- Excerpt to read -
[Begin]

Three years and three months is a long time to keep your sainthood if you’re still among the living, so give Rudy Giuliani credit: He had a good run.
But mark the date: On Dec. 11, 2004, in a splash of tabloid headlines, history returned to the man formerly known as “America’s Mayor.” His attempt to install his former driver and rough-edged alter ego as the Secretary of Homeland Security backfired, his new Republican friends threw him overboard and, returning to New York, he found the city he’d once tamed turning on him, its cowed press militant and his old enemies-remember when Rudy had enemies?-gloating on television.
“Giuliani is trying desperately hard to regain his pre-9/11 reputation,” chuckled U.S. Representative Charles Rangel, the Harlem Democrat and longtime Giuliani antagonist who was a ubiquitous commentator on the Kerik affair. “I don’t think it could get lower politically in terms of personal conduct and lack of popularity.”

[End]

- What is asked -
Repeat word for word the portion of the Giuliani passage that begins with the words containing "But mark the" and ends with "enemies?-gloating on television.". The listing that comes next has no connection to the Giuliani passage.

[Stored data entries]
[Begin]

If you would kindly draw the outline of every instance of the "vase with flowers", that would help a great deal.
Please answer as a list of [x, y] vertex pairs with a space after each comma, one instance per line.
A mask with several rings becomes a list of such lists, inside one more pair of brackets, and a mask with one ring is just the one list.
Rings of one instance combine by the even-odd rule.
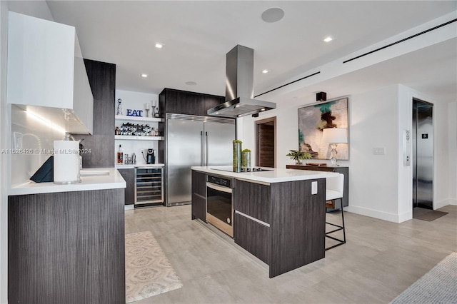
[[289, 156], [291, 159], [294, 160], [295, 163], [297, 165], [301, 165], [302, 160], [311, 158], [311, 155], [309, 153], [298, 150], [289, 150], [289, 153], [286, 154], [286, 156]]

[End]
[Begin]

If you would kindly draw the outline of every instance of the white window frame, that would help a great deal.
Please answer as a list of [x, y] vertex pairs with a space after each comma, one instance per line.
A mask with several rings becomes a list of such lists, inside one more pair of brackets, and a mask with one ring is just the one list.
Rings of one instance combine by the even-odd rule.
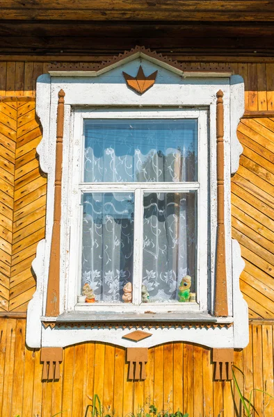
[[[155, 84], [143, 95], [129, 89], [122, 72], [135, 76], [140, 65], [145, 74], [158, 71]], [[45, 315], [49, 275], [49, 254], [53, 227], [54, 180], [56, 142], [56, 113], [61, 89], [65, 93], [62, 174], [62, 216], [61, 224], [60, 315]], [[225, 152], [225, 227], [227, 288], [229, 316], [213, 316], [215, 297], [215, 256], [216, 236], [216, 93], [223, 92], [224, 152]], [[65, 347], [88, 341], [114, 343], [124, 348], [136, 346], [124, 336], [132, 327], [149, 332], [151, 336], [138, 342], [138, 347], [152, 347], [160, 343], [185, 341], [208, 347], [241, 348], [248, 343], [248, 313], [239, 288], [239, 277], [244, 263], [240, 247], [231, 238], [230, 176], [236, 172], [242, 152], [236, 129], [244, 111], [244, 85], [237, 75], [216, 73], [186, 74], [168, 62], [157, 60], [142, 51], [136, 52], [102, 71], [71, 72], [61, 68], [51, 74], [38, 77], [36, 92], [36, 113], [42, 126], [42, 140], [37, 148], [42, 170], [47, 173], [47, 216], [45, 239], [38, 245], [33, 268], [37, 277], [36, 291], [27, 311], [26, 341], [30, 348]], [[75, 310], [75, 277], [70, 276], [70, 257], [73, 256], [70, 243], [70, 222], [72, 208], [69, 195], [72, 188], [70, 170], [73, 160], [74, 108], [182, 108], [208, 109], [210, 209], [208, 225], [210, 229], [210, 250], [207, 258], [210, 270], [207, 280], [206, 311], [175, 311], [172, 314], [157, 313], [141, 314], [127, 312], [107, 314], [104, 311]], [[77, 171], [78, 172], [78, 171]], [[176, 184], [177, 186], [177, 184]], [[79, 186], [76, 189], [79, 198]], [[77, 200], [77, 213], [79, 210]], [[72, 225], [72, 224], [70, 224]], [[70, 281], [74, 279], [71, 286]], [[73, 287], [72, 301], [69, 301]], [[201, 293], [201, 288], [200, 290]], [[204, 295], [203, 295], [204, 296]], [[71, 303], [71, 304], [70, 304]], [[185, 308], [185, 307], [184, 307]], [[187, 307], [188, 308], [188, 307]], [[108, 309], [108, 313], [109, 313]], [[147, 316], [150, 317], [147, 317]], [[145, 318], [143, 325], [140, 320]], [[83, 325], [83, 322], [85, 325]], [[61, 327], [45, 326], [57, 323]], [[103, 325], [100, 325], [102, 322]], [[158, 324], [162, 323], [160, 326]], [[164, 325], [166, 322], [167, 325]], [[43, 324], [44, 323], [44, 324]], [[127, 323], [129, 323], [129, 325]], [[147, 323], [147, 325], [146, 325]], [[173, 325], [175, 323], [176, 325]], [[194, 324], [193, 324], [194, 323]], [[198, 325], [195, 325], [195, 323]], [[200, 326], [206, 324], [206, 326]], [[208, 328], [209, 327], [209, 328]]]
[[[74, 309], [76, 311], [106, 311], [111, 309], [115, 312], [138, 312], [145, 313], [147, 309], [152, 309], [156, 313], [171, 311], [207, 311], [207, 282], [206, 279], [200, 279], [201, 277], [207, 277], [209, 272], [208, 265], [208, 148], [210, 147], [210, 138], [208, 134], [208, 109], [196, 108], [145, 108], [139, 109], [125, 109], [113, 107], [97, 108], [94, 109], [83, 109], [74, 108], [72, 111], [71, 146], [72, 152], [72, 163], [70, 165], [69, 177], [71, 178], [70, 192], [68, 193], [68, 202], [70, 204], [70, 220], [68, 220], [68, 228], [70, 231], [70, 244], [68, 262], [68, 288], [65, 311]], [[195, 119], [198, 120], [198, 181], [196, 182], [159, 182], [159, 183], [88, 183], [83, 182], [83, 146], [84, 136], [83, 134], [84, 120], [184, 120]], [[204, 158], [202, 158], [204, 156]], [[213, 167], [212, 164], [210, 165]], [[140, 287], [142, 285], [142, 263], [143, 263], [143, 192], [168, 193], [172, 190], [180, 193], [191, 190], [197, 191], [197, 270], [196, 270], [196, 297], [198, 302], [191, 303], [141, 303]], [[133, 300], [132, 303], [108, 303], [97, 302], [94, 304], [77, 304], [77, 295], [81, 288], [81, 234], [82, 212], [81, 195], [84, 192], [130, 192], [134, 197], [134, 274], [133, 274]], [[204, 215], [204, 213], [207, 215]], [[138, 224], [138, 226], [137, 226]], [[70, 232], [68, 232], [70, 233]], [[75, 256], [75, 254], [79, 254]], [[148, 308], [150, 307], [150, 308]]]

[End]
[Begin]

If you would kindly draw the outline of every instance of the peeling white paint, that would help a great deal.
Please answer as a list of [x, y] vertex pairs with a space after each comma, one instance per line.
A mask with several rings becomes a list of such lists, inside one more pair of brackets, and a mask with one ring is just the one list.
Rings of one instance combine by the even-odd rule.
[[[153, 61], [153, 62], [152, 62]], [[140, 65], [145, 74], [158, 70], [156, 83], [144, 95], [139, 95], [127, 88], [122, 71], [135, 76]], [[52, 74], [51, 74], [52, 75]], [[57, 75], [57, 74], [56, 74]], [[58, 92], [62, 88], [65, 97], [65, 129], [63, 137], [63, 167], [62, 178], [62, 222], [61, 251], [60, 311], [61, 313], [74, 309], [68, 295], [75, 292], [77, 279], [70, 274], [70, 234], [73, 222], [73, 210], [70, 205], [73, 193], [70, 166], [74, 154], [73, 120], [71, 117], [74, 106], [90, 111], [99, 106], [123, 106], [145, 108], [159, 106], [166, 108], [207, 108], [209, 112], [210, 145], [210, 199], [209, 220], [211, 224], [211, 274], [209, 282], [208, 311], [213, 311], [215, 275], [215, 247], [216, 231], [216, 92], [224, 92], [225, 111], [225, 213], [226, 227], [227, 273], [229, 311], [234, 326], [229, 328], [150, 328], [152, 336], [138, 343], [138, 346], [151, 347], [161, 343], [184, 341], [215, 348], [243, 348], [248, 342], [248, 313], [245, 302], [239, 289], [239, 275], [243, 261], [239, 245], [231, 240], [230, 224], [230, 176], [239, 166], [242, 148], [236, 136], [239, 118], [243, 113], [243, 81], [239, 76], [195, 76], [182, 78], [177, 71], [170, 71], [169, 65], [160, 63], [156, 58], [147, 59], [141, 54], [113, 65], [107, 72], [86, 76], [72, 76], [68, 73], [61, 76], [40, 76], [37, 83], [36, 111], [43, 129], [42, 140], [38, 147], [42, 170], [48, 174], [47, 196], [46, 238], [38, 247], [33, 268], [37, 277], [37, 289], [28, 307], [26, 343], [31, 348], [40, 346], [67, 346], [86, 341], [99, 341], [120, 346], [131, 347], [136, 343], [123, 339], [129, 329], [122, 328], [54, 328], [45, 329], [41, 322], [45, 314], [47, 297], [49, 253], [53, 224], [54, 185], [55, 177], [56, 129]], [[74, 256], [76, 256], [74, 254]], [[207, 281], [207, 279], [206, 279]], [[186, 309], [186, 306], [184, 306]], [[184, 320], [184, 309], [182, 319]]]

[End]

- Exercise answer -
But mark the date: On Dec. 11, 2004, in a splash of tabloid headlines, history returned to the man formerly known as “America’s Mayor.” His attempt to install his former driver and rough-edged alter ego as the Secretary of Homeland Security backfired, his new Republican friends threw him overboard and, returning to New York, he found the city he’d once tamed turning on him, its cowed press militant and his old enemies-remember when Rudy had enemies?-gloating on television.